Exercise prompt
Please rewrite the records as a JSON list of strings, one string per line with blank lines omitted. Start at the first line of the records and stop after the line that contains "x=148, y=26".

Records for the exercise
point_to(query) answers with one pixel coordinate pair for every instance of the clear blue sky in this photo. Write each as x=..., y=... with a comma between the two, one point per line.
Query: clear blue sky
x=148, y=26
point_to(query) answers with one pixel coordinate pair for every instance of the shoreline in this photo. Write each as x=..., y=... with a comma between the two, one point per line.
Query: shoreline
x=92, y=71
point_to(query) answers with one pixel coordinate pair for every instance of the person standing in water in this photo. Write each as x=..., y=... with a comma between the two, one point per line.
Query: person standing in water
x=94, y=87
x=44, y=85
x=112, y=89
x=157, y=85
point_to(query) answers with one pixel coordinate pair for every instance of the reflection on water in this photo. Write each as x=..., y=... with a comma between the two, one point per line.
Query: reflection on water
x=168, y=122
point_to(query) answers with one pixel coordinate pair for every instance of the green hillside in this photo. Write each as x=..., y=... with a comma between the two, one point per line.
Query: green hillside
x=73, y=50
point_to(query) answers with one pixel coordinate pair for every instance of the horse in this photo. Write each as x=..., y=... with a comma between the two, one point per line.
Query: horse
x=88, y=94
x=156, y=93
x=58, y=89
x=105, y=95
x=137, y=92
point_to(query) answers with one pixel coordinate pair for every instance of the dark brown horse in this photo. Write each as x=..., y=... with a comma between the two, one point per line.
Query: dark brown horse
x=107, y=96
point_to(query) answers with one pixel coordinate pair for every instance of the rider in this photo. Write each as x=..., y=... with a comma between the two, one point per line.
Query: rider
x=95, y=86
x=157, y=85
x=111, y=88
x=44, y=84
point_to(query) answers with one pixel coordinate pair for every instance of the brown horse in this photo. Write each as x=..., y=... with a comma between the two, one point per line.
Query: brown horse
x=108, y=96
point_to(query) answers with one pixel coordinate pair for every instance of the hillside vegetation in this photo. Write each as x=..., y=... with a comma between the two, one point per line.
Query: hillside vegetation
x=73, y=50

Output below
[
  "point_to(query) answers with one pixel coordinate pair for every instance of the clear blue sky in this photo. Write each as x=..., y=... with a comma between the two, one point per line.",
  "Query: clear blue sky",
  "x=148, y=26"
]